# [Information shown]
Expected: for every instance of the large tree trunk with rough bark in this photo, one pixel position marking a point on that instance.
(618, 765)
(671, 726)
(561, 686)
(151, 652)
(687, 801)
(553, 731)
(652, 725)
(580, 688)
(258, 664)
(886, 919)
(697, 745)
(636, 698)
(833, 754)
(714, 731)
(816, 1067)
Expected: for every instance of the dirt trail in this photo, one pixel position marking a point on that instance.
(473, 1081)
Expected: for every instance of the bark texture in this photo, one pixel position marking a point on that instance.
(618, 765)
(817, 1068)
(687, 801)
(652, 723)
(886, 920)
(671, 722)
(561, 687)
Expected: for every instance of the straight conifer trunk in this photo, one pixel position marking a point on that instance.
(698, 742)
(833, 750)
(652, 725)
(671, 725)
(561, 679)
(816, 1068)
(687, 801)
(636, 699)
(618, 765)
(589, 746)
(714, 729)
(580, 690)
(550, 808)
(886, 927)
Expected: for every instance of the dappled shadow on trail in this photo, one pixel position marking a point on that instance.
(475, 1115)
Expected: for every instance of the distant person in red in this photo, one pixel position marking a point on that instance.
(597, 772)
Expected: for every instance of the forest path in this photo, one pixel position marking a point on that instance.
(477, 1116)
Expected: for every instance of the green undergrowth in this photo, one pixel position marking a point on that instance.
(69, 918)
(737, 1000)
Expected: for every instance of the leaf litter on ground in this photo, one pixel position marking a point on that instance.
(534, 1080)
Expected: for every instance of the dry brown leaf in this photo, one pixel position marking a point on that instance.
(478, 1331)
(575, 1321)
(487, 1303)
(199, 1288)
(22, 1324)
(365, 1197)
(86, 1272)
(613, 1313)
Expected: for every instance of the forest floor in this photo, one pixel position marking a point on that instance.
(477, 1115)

# [What to produce]
Set down every line of the listing above again, exactly as given.

# [Task response]
Expected: for every instance of the large tree trunk with rough bark in this photo, one pixel position marking a point on that instance.
(618, 765)
(671, 726)
(561, 686)
(151, 652)
(687, 801)
(553, 731)
(652, 725)
(580, 688)
(258, 664)
(886, 919)
(697, 745)
(636, 698)
(833, 754)
(714, 731)
(816, 1067)
Expected: for every instance of the dirt trail in this photo, one pixel position marking a point on that instance.
(473, 1081)
Expected: for every instance of the bark texture in this photo, one pixel position marking a point on that instance.
(618, 765)
(817, 1068)
(687, 801)
(652, 723)
(886, 920)
(671, 722)
(561, 687)
Expected: for every instance of the straight conifer trunk in this photo, one pixel position marking a point on that instance.
(698, 742)
(833, 750)
(652, 725)
(671, 725)
(561, 679)
(816, 1068)
(687, 801)
(636, 699)
(618, 765)
(589, 746)
(714, 729)
(580, 690)
(550, 808)
(886, 927)
Expected: for every instance of the dappled shadow on trail in this photo, one pixel position marking a point on that instance.
(475, 1115)
Expected: for every instance of the distant person in red in this photo, one pixel position marking a point on that instance.
(597, 772)
Expected: for every instance of the forest path in this photo, one pixel position marking a point on that instance.
(477, 1116)
Expected: for every instance of the green undergrowth in this photo, one pixel position marking a point on that instance.
(69, 918)
(737, 1000)
Expected: for every instance of the leaf litter on ground in this photo, one pixel position marking a point on that instance.
(534, 1080)
Expected: for every instance of the dry brown leaf in this photo, one pixel position marking a point on that instance.
(478, 1331)
(575, 1321)
(487, 1303)
(199, 1288)
(22, 1324)
(365, 1197)
(86, 1272)
(613, 1313)
Expected: for every instance of the forest floor in this photo, one pixel position marking a point on that instance.
(477, 1115)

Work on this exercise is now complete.